Ninguna vida cabe en un obituario y menos la de uno de los mejores pensadores de la socialdemocracia española

Ludolfo Paramio.
Ludolfo Paramio.Europa Press/ CSIC

Ninguna vida cabe en un obituario. Y menos aún la de aquellos como Ludolfo Paramio, fallecido el pasado viernes, que cultivan unas veces el polifacetismo como un mecanismo de autodefensa y otras como una pulsión por apurar las muchas regalías del tiempo que les es dado permanecer junto a nosotros.

Así las cosas, a estas alturas, ya habrán oído glosar su prolífica vida académica y política en estos días (a los rezagados les recomiendo la semblanza de Aurelio Martín en la web de la Fundación Pablo Iglesias) y sobre todo su condición de ser uno de los mejores pensadores con que ha contado la socialdemocracia española, sin que en esta ocasión podamos hablar del habitual maximalismo póstumo.

Pero ese Ludolfo, adornado con toda clase de orlas, no es el que a mí me interesó ni el que yo conocí o me esforcé en conocer.

El Ludolfo que a mí me queda es el amigo que tuvo que padecer lo indecible por culpa de una maldita estructura ósea que le provocaba unos continuos dolores que apenas asomaban a su rostro mediante unos tics que ya conocíamos y en la que algunos de sus enemigos encontraron el más fácil y prosaico argumento para atacarle. Lo que no fue un obstáculo para que él y una mujer tan bella como interesante, Carmen Martínez Ten, se eligieran como cómplices y compañeros.

Una educación excesivamente severa en un período de su juventud le había apartado de los descubrimientos que los demás íbamos haciendo a trompicones en aquel final del franquismo, de modo que, cuando se liberó de esos corsés, se propuso recuperar el tiempo hurtado. Fue como un rompimiento de gloria que de repente le desveló la pasión por los tebeos (Blake y Mortimer, por ejemplo), el rock a todo volumen (Pretenders, Blondie, Nico o Roxy Music, otros ejemplos), la novela negra (pongamos Patricia Highsmith), la ciencia ficción (mentemos, cómo no, a Ursula K. Leguin o Stanislaw Lem) o el cine de aventuras (Indiana Jones y La guerra de las galaxias), entre muchas otras inquietudes.

Discutíamos sobre todo eso y discutíamos también en su casa, o en la trastienda de la librería Antonio Machado, o en el domicilio de Valeriano Bozal sobre sesudos textos marxistas que, estoy convencido, a todos los presentes nos parecían casi siempre tan tediosos como mal escritos. Y apurábamos alcohólicamente cualquier sobremesa como si perteneciéramos a la generación literaria española de los cincuenta.

Enunciado A.
En el pasaje sobre Ludolfo Paramio, ¿qué semblanza se recomienda a los rezagados?
Enunciado B.
Reanuda el pasaje sobre Ludolfo Paramio a partir de su última oración.
Los datos proceden de otra fuente.

Líneas de datos.
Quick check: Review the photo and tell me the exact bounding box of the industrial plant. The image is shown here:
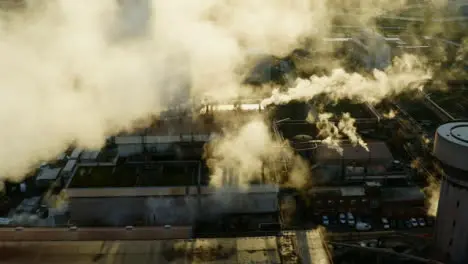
[0,1,468,264]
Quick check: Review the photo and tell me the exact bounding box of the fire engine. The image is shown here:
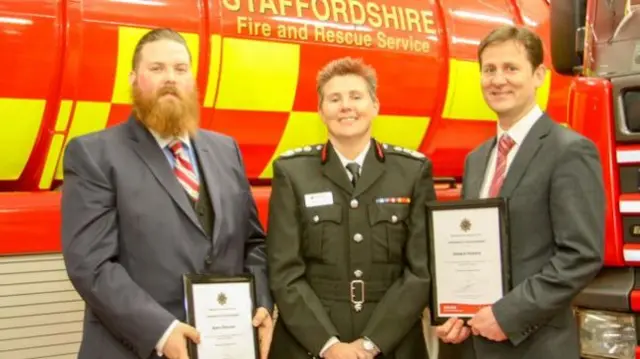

Respuesta A.
La semblanza de Aurelio Martín en la web de la Fundación Pablo Iglesias.

Respuesta B.
Su inteligencia, que asomaba a través de unos ojos inquisitivos y burlones en aquel cráneo que se asemejaba al de un halcón, le empujaba a buscar un compromiso social en el que aplicarla. Y así le veíamos brillar como editor en Siglo XXI junto a Javier Abásolo o transitar tan pronto por el comunismo crítico, el guerrismo, el felipismo o el zapaterismo, conscientes los políticos de turno de que en Ludolfo tenían uno de los más versátiles argumentistas para sus proyectos (yo le decía a veces que se dejaba emplear con sumo gusto para defender brillantemente lo defendible y, si se terciaba, lo indefendible; por ejemplo, en el caso del rechazo a la OTAN, primero, y su posterior adhesión, poco después).

En la materialización de aquel vínculo con la política práctica y pragmática fueron decisivas una persona, Fernando Claudín, y una circunstancia, el golpe del 23-F, la última de las cuales, como a otros amigos, le condujo a entrar en un PSOE que le parecía determinante para atemperar las tensiones que amenazaban a la joven democracia española.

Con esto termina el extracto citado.